室井は早稲田大学シネマ研究会に所属し、数多くの自主映画に出演していた時代を述懐。PFFアワードの審査員をしていた大森が室井の出演作を観ていたことから、「風の歌を聴け」への起用につながったという。「当時の早稲田の学生は、みんな春樹さんの『風の歌を聴け』や『1973年のピンボール』を読んでいました。だから出演が決まって大感激でした」と振り返りつつ、「本の読解も人によってずいぶん違う。台本を読んでも、どのような映画になるのか、なかなか想像できなかったですね」と村上作品を映像化する際の難しさに触れた。

劇中に出てくる“三番目の女の子”が12歳のときの写真は、当時大学生だった室井が映画のために小学生のような服装をして撮影されたもの。当初は12歳頃の写真を探して使用する予定だったそうだが、室井は「衣装さんと一緒に(映画の舞台である)神戸で小学校5年生、6年生の女の子が着るブラウスとスカートを買ったんです。当時もすでに大人でしたけど、体を曲げれば着れないこともなかった(笑)。その服で鏡の前に立ったときに役をつかめたんです」と述懐。「三番目の女の子が将来どのようになってしまうのかは自分で逆算してわかっていましたから、12歳の写真を撮るのがうまくいけば役作りもうまくいくんじゃないかな、と思ってましたね」とその真意を語った。

「ドリーミング村上春樹」は、小説「風の歌を聴け」の冒頭の「完璧な文章などといったものは存在しない。完璧な絶望が存在しないようにね。」という一節から幕を開ける。そしてホルムが「完璧」や「文章」という言葉1つひとつの解釈に悩みながら翻訳を続けるさまが映し出されていく。MCから「完璧な翻訳とは?」と尋ねられ「完璧な翻訳はないです。それはやっぱり夢」とホルムが即答する一幕も。日本語から直接デンマーク語に翻訳しているわけではなく、ドイツ語や英語といった言語を仲介してデンマーク語に落とし込んでいるという。ホルムは最後に「村上さんの小説と出会っていなかったら、長く翻訳を続けることはなかった。普通1冊を終えたら、自分とは関係なくなる。少し寂しい仕事。でも村上さんの小説はみんな大好き。彼の作品の翻訳者として知られるようになり、デンマークでも翻訳者自体の声が大きくなってきている」と語った。

ニテーシュ・アンジャーンが監督を務めた「ドリーミング村上春樹」は、10月19日より新宿武蔵野館ほか全国ロードショー。

やること -
村上作品の映画についての上の文章から、次の一文を英語に訳してください：「日本語から直接デンマーク語に翻訳しているわけではなく、ドイツ語や英語といった言語を仲介してデンマーク語に落とし込んでいるという。」

元の資料 -
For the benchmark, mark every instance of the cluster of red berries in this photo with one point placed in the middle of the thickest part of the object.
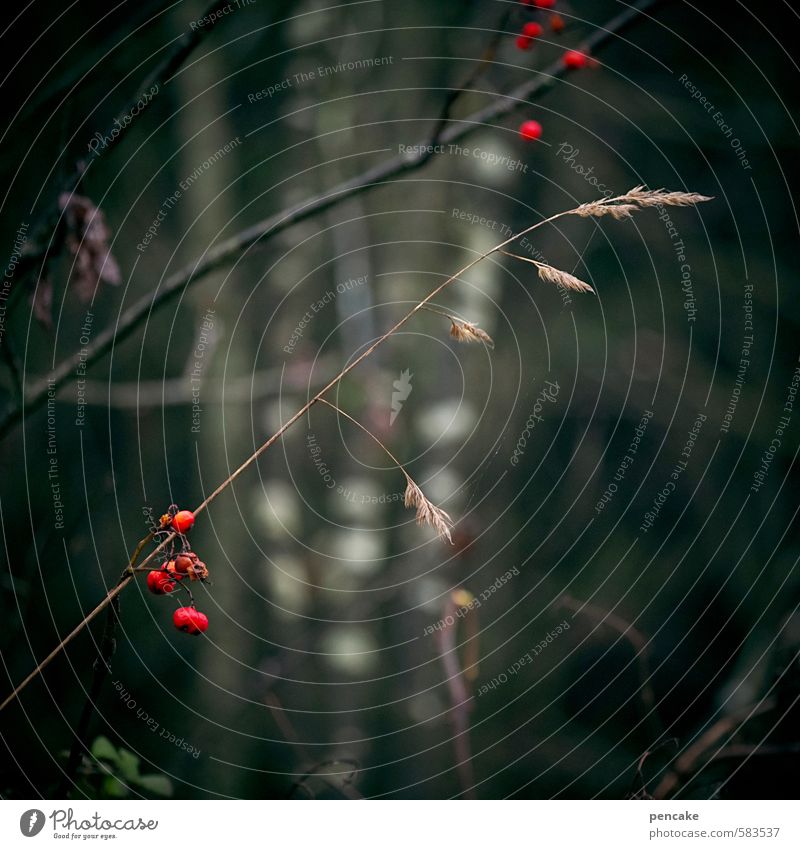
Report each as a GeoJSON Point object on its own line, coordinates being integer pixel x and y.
{"type": "Point", "coordinates": [177, 567]}
{"type": "Point", "coordinates": [532, 130]}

答え -
The translation is reportedly not done directly from Japanese into Danish; instead, it is brought into Danish by way of intermediary languages such as German and English.